== TASK PROMPT ==
Copy out, word for word, the lines from the start of the data below through the line containing "In this exercise you will locate the dark", and no others.

Items listed in a dataset:
---*---

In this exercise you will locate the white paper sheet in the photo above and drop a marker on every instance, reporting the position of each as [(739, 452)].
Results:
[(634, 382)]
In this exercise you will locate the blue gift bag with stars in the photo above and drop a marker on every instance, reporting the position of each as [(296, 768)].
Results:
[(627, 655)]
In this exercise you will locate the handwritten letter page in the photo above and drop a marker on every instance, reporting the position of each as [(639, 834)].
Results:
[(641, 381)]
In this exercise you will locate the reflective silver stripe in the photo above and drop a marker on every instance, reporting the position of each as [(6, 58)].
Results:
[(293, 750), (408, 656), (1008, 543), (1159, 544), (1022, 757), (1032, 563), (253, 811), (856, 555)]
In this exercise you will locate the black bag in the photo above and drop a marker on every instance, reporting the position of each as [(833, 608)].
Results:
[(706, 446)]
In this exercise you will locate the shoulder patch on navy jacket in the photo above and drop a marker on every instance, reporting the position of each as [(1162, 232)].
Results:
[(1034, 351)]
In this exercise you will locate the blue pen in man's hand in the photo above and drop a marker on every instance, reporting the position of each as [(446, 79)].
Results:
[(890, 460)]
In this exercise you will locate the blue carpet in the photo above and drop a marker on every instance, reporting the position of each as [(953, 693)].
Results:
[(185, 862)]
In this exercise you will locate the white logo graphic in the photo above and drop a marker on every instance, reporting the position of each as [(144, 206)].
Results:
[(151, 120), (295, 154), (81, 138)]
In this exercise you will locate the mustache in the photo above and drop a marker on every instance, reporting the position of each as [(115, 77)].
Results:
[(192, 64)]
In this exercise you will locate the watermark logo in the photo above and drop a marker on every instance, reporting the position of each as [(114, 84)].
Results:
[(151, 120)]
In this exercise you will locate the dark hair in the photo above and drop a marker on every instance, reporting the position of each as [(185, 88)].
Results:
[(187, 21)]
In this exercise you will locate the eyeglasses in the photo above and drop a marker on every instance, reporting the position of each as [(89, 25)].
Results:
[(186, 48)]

---*---

== SOLUTION FOR THIS PROBLEM ==
In this exercise you will locate the white paper sheet in the photo above and drop a marker on every instance, reporting the position of each as [(739, 452)].
Results:
[(634, 382)]
In this exercise you will locate the blue gift bag with stars in the photo above and drop a marker on every instance, reporting the position of each as [(296, 768)].
Results:
[(627, 655)]
In this exercise you will locate the handwritten letter page in the photo above and drop a marker on every instance, reporting the position of each as [(639, 834)].
Results:
[(641, 381)]
In this exercise you will locate the reflective silver stripe in the photo above and drop a marker on every instance, reporting the position of each as [(6, 58)].
Results:
[(293, 750), (408, 656), (1008, 543), (1159, 544), (1022, 757), (1032, 563), (253, 811), (856, 555)]
In this exercise you will locate the black bag in the photo above and drop a marker on every instance, reporting the position of each as [(833, 608)].
Results:
[(706, 446)]
In this exercise you will locate the shoulder patch on navy jacket in the photo above and drop a marker on every instance, reporting the position of each as [(1162, 232)].
Results:
[(1034, 351)]
In this exercise you will locate the blue pen in man's hand in the photo above and drop a marker on every instance, reporting the position of each as [(446, 79)].
Results:
[(890, 460)]
In this exercise you will locate the blue carpet in the photo above and drop a marker on every instance, reporting the position of each as [(953, 693)].
Results:
[(185, 862)]
In this exercise you will locate the white logo graphic in the photo above and drop a marker on every instance, reporting the position of each as [(144, 206)].
Results:
[(151, 120), (295, 154), (81, 138)]
In this exercise you will locate the mustache in the photo above and drop a marker on every instance, reporting the position of each as [(115, 77)].
Results:
[(192, 64)]
In this exercise you will locate the watermark logo in the photo above and drop a marker on every instance, reporting the position of each as [(114, 84)].
Results:
[(151, 120)]
In this exercise you will locate the dark hair in the photo above and drop a marker on every instance, reporting the position of each as [(185, 88)].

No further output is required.